··· Material shown ···

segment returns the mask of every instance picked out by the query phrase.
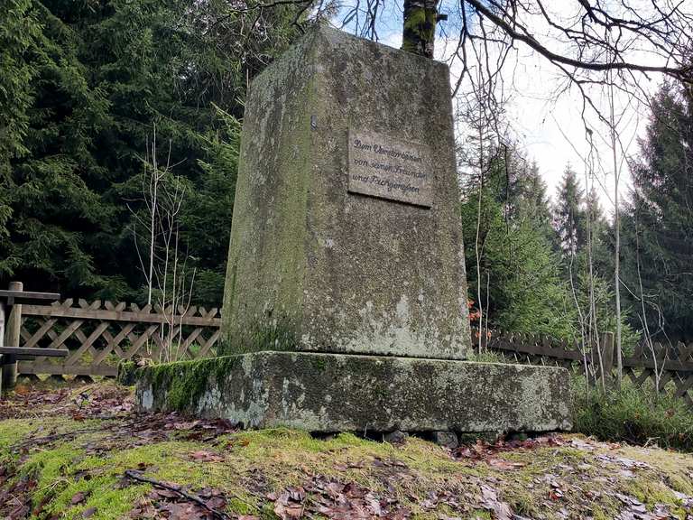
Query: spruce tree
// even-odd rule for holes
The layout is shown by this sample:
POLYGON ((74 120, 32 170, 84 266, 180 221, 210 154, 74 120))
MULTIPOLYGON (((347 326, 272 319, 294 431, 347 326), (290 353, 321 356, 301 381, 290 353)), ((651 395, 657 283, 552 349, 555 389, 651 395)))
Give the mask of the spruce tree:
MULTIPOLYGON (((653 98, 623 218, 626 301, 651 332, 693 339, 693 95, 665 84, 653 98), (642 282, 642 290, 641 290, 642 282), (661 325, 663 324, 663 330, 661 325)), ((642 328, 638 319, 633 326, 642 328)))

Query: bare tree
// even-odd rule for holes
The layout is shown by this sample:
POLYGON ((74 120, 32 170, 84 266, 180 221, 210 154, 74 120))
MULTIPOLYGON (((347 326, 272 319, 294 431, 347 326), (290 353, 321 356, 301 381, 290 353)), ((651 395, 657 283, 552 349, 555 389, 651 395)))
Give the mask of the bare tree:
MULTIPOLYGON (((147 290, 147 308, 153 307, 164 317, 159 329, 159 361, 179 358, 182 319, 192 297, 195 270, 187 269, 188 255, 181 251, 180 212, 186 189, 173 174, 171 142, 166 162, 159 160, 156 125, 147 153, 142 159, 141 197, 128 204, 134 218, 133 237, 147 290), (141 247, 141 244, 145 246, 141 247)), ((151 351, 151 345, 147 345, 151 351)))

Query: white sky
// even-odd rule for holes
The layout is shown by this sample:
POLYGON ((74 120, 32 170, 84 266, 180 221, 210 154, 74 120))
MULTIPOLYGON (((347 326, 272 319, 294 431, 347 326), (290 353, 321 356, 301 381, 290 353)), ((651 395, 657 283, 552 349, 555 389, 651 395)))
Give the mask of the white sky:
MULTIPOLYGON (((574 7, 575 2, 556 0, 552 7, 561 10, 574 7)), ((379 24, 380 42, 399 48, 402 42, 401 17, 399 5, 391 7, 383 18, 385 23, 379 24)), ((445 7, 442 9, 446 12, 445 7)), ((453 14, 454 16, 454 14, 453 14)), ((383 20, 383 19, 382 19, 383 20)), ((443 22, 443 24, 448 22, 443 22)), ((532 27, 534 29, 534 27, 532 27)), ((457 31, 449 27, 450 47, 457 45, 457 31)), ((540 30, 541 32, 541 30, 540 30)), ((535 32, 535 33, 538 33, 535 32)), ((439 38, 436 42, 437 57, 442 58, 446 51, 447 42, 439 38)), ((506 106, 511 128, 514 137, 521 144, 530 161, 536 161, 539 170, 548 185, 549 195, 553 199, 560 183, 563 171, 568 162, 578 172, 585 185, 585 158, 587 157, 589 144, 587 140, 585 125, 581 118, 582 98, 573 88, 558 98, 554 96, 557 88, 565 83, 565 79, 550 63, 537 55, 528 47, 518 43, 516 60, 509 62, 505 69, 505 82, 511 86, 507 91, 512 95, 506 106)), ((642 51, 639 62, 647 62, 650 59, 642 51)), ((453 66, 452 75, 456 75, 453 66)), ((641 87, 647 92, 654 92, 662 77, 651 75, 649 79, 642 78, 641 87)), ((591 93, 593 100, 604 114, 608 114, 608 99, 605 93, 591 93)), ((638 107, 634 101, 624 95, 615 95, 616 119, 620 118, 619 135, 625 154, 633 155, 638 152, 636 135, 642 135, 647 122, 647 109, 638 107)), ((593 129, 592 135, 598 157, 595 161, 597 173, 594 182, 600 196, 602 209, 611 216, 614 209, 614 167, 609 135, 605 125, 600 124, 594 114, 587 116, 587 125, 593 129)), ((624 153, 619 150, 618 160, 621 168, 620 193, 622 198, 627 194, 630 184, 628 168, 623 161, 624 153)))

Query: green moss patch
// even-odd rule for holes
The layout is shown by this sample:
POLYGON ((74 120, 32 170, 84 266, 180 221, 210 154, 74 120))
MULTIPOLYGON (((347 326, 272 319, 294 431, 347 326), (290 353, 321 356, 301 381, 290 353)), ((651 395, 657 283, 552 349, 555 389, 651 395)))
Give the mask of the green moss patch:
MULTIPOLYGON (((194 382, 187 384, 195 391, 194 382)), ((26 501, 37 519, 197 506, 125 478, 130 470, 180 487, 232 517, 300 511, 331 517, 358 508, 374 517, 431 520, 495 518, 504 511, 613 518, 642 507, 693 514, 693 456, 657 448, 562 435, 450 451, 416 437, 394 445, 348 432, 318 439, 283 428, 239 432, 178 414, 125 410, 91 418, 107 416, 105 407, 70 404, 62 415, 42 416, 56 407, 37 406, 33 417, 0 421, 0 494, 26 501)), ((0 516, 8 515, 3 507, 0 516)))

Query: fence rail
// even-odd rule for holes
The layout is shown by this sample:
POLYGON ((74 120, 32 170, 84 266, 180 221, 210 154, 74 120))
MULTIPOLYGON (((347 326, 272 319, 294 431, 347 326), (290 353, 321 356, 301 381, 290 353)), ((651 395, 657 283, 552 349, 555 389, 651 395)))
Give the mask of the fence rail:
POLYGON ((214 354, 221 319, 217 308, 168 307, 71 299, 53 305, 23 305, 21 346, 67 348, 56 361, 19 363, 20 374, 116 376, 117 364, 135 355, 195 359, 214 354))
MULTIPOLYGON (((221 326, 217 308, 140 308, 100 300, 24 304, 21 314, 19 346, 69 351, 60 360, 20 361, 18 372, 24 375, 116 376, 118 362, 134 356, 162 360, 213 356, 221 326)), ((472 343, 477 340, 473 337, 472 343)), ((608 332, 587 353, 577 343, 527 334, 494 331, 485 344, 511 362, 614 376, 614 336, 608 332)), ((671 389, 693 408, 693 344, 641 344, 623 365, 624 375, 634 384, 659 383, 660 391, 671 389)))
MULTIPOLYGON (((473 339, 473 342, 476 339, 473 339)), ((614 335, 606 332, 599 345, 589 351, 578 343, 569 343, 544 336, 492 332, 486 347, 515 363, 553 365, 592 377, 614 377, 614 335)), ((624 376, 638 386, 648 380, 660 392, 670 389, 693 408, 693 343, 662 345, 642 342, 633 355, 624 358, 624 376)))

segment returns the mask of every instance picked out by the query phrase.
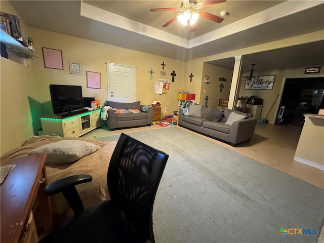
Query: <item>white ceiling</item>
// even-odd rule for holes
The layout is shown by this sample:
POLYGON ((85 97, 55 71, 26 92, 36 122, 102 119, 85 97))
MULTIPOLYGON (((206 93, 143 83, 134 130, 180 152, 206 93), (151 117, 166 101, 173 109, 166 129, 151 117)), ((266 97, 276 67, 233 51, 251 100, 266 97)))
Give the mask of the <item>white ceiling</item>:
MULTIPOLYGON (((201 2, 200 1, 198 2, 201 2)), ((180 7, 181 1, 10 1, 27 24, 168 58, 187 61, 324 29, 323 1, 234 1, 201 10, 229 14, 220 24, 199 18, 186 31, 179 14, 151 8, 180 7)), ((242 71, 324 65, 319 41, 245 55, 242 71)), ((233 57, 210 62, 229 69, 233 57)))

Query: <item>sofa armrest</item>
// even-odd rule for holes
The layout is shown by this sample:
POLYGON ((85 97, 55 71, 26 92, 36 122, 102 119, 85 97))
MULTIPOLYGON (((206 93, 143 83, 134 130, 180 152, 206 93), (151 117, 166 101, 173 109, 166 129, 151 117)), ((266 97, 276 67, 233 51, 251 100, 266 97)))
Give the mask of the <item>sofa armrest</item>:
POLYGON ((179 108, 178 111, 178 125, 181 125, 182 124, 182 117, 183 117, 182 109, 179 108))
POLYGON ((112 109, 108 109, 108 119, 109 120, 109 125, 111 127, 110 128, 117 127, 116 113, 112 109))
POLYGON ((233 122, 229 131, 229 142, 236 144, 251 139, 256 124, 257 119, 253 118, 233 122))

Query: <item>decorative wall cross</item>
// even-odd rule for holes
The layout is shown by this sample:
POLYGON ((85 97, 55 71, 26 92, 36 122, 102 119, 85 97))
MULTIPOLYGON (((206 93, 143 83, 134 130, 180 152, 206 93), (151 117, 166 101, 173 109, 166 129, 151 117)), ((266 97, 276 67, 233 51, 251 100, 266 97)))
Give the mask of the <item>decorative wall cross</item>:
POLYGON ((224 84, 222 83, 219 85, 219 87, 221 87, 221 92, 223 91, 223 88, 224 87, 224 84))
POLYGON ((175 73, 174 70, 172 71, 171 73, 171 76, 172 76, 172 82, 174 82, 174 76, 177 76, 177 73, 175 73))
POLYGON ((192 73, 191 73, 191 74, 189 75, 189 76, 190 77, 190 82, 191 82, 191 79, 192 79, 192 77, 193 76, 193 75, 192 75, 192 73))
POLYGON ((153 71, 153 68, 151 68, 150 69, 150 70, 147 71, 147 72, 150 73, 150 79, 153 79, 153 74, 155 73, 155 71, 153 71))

···

## What to do
Rewrite the lines starting at the one containing "Query: bare tree" and ending at the one containing "MULTIPOLYGON (((147 290, 147", replacing "bare tree" with "leafless tree" and leaving everything else unchanged.

## Worked answer
Query: leafless tree
// even-odd rule for holes
The layout is shown by this sample:
POLYGON ((74 120, 32 170, 84 266, 180 221, 210 154, 74 120))
MULTIPOLYGON (((347 326, 272 319, 294 431, 347 326), (290 353, 321 356, 301 381, 290 353)), ((651 395, 657 283, 552 349, 555 389, 651 395)))
Give the mask of the leafless tree:
MULTIPOLYGON (((147 290, 147 308, 153 307, 164 317, 159 329, 159 361, 179 358, 182 319, 192 297, 195 270, 187 269, 188 255, 181 251, 180 212, 186 189, 173 174, 171 142, 166 162, 159 160, 156 125, 147 153, 142 159, 141 197, 128 204, 134 218, 133 237, 147 290), (141 247, 141 244, 145 246, 141 247)), ((151 351, 151 345, 147 345, 151 351)))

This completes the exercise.